--- START Extract to read ---

Friday morning philosophy: memory, victimhood, and recovery.
Whether one generally agrees with his ideas or not, Jordan Peterson’s podcast is unique and wonderful in its approach. He’s a brilliant guy, and he’s genuinely striving to figure stuff out. To this end, he invites other brilliant people who he thinks can help him answer some question on for a conversation. Peterson comes to each conversation with his own frame of reference and ideas he’s trying to build, and his guest often has a wholly different frame and intention for progress. Meanwhile, a listener may be working on wholly different problems. This can make conversations difficult to follow, but often rewarding.
Naturally, Peterson’s frame of reference (where guests and listeners can learn the most from him) is largely in the field of psychology, which is where his professional interests lie. In this line, he tweeted out the following thoughts last night:
People think that the purpose of memory is to remember the past. That’s not the purpose of memory.
The purpose of memory is to extract out, from the past, lessons to structure the future. That’s the purpose of personal memory.
So, you’re done with a memory when you’ve extracted the information that you can use to guide yourself properly in the future.

--- END Extract to read ---
--- START Dataset rows ---

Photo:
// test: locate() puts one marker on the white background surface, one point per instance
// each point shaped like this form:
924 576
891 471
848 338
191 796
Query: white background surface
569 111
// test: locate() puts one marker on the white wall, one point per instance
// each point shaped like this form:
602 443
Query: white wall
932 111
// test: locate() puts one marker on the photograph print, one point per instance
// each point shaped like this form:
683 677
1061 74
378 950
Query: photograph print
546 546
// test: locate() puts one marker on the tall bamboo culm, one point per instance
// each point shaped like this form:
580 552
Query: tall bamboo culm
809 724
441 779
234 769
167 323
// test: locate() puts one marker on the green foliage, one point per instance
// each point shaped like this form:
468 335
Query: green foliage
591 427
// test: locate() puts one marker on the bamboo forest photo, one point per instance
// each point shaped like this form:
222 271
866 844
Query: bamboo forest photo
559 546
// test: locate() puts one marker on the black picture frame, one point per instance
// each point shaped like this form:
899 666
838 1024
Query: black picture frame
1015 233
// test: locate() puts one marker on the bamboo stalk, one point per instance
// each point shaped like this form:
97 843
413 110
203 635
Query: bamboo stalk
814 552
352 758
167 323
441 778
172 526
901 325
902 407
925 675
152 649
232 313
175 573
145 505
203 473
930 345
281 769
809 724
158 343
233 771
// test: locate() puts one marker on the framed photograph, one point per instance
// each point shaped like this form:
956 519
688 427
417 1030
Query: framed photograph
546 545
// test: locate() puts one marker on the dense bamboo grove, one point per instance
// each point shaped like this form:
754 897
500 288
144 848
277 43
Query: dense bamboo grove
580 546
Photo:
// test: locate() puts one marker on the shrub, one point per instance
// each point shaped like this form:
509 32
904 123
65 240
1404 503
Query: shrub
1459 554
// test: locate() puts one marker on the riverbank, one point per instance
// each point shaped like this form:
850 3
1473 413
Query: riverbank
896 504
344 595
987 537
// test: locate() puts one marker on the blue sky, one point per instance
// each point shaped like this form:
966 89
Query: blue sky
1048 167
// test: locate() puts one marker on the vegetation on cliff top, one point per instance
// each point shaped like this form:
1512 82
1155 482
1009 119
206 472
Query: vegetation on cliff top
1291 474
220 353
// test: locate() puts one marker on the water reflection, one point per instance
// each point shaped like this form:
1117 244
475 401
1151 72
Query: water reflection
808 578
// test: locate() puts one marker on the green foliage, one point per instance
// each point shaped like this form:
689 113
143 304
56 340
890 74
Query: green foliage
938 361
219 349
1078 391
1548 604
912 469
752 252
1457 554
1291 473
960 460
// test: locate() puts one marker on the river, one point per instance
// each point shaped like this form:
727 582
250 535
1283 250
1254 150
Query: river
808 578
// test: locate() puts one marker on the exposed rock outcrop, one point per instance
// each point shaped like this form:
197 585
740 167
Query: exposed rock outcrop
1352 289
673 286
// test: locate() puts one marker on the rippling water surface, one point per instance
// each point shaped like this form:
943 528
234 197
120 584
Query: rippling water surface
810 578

--- END Dataset rows ---

Tasks to perform:
1) Translate this sentence from the essay on memory into Spanish: "The purpose of memory is to extract out, from the past, lessons to structure the future."
2) Please write the next part of the essay on memory, picking up after its final sentence.

Results by task:
1) El propósito de la memoria es extraer del pasado lecciones para estructurar el futuro.

2)
If you have a traumatic memory, for example, that’s obsessing you, if you analyze that memory to the point where you figured out how you put yourself at risk, you can determine how you might avoid that in the future. Then the emotion associated with that goes away.
Considering these ideas in the frame where I spend most of my intellectual time, which is first philosophical and theological and then social and political, yields great fruit.
Memories are information about the nature of reality (by which I mean God, but one needn’t share my religion to take the point). We bring this reality into being through our actions, including that which we choose to observe. In this way, we learn about the universe that we inhabit at the same time that we learn who we are. Our identity is partly defined by our experiences (mainly as circumstances to which we were forced to react), but it is decisively formed through our actions, which includes speech. We do this well when we bring into being a self and a reality that moves us in a positive direction despite negative experiences.
What makes negative experiences psychologically damaging in the long term is wholly what they say about reality itself and about us, as individuals who experienced them. To overcome them, the key is to figure out how to see that the experiences were not definitive of reality (or us), but were something more like passing circumstances.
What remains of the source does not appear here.